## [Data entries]
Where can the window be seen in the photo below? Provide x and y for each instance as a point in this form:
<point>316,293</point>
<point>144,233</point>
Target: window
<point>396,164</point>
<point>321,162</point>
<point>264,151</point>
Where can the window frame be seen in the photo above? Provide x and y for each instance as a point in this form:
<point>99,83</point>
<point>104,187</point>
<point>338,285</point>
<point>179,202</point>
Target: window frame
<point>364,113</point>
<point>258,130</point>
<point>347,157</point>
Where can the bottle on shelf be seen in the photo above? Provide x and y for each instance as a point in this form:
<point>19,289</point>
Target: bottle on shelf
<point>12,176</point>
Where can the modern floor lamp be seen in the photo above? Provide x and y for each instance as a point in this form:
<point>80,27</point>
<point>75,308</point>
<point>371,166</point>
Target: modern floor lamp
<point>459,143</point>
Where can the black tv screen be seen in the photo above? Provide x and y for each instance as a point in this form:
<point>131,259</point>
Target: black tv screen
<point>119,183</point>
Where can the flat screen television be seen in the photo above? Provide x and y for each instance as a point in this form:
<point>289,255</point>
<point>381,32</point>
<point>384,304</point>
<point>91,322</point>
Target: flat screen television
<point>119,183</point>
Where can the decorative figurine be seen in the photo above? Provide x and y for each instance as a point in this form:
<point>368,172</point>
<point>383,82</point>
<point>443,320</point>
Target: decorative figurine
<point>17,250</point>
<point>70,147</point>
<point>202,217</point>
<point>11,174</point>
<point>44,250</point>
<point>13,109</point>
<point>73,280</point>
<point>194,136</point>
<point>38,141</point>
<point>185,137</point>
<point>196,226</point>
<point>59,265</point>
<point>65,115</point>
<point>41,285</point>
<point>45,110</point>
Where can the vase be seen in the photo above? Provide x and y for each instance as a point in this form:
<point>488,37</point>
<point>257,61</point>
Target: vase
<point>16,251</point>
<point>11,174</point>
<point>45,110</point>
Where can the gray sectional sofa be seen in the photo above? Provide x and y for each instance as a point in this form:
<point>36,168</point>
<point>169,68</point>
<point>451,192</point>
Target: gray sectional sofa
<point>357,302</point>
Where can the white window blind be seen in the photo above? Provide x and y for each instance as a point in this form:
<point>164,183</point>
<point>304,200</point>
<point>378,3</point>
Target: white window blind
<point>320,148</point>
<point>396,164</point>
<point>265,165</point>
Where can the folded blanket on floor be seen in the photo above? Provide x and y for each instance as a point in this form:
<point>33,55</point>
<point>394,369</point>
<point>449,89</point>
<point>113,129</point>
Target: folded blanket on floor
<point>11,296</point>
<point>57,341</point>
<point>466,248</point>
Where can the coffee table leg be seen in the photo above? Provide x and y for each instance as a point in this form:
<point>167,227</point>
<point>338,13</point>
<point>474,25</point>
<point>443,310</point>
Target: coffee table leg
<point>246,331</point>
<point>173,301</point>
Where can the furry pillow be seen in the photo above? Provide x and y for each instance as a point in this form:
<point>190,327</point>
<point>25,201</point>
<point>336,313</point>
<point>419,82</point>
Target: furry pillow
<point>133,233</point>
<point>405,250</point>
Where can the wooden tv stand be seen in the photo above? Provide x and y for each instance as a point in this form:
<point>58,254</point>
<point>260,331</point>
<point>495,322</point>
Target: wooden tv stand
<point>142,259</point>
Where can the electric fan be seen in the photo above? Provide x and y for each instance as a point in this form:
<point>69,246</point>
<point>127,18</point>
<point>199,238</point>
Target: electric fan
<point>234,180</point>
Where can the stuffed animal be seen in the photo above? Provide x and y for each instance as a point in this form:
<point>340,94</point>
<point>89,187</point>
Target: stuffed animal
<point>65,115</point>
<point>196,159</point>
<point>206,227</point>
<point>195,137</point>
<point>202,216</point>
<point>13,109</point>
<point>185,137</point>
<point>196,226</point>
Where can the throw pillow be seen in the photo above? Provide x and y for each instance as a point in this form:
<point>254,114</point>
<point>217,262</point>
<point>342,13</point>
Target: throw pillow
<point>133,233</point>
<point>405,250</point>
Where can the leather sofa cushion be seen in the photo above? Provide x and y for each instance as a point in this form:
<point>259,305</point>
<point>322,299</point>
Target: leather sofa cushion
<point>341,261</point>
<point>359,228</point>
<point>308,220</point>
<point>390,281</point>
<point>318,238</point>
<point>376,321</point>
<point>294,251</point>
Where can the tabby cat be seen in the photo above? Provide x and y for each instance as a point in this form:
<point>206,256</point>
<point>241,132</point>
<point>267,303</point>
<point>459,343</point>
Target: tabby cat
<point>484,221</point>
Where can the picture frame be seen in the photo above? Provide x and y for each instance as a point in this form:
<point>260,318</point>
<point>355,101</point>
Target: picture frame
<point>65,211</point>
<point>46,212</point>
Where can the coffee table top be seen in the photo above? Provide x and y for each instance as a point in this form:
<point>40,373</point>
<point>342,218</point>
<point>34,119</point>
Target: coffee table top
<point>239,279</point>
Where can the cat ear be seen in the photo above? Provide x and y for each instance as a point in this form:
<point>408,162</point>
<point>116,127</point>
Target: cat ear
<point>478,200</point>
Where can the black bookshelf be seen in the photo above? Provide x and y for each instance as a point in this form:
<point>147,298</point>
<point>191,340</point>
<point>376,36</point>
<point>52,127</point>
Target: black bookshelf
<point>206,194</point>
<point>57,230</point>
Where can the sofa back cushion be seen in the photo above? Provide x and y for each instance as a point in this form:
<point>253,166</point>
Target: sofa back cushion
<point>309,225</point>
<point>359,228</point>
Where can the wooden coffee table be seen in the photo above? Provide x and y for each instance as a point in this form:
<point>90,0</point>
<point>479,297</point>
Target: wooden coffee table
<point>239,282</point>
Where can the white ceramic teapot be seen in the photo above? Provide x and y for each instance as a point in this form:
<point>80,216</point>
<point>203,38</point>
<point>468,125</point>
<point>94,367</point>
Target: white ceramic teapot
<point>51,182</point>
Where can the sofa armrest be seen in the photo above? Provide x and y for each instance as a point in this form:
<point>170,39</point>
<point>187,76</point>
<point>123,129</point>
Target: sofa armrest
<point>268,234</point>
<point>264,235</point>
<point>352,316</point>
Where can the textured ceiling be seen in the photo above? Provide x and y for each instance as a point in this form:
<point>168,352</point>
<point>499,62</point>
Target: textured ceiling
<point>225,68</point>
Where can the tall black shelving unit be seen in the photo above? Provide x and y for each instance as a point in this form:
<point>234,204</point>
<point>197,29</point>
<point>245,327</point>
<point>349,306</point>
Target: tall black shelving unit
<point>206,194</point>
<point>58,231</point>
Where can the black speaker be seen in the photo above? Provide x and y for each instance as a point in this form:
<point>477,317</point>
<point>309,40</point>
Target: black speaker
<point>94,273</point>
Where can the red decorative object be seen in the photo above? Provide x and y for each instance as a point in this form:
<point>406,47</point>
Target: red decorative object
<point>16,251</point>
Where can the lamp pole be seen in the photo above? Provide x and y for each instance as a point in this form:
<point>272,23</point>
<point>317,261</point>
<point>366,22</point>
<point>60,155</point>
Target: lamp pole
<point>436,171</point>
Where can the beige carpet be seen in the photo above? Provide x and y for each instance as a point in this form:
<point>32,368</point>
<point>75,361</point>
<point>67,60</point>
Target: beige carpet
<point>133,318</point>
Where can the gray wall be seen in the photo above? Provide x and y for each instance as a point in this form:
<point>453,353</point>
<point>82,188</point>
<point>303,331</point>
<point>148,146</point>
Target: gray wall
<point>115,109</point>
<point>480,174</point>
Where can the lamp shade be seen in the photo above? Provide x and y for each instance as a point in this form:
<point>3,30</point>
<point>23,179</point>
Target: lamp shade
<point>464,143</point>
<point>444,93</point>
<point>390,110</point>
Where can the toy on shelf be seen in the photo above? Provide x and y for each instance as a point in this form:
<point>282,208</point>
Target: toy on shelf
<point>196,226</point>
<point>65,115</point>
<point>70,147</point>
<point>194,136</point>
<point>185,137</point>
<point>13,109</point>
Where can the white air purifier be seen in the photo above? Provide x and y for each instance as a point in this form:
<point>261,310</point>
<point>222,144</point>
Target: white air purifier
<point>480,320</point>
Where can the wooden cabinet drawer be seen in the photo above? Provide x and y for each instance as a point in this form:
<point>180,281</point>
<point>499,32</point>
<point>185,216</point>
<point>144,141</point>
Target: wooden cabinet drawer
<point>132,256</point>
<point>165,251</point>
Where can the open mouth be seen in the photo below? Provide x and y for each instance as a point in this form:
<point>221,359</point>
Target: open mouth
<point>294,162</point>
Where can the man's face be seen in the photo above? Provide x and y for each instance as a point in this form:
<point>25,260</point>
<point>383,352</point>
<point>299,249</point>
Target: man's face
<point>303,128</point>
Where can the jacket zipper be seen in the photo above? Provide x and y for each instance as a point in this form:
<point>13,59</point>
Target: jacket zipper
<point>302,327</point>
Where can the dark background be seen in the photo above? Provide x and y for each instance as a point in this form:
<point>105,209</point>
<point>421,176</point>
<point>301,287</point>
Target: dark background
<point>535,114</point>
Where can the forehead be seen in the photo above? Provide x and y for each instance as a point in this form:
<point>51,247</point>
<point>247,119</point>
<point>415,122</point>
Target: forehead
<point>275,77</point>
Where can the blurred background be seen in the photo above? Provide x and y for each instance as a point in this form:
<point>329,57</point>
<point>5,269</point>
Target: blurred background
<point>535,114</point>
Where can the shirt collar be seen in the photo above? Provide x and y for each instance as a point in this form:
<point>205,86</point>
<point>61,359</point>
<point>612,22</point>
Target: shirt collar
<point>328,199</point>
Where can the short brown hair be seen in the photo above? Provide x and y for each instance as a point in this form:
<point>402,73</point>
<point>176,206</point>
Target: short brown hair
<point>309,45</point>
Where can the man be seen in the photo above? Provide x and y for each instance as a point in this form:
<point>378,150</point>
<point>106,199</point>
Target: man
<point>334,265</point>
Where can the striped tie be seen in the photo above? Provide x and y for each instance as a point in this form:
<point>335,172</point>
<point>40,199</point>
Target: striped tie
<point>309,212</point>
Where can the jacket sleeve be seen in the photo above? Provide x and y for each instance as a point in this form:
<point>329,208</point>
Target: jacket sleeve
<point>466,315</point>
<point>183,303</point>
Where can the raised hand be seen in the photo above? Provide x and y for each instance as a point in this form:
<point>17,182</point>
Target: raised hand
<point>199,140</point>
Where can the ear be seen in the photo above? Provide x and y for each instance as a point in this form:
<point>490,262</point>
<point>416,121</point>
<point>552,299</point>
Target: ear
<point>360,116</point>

## [Assignment]
Reproduce, exactly as they stand in the data above, the lines from the one that holds "Where can the bottle" to the one that holds "Where can the black tv", inclusive.

## [Answer to this exercise]
Where can the bottle on shelf be seen in the photo above? Provide x and y for each instance as a point in this form:
<point>19,289</point>
Target: bottle on shelf
<point>12,176</point>
Where can the modern floor lamp be seen in the photo above? Provide x and y for each instance as a point in this form:
<point>80,27</point>
<point>75,308</point>
<point>371,166</point>
Target: modern floor lamp
<point>459,143</point>
Where can the black tv screen be seen in the photo above? Provide x and y for each instance as a point in this form:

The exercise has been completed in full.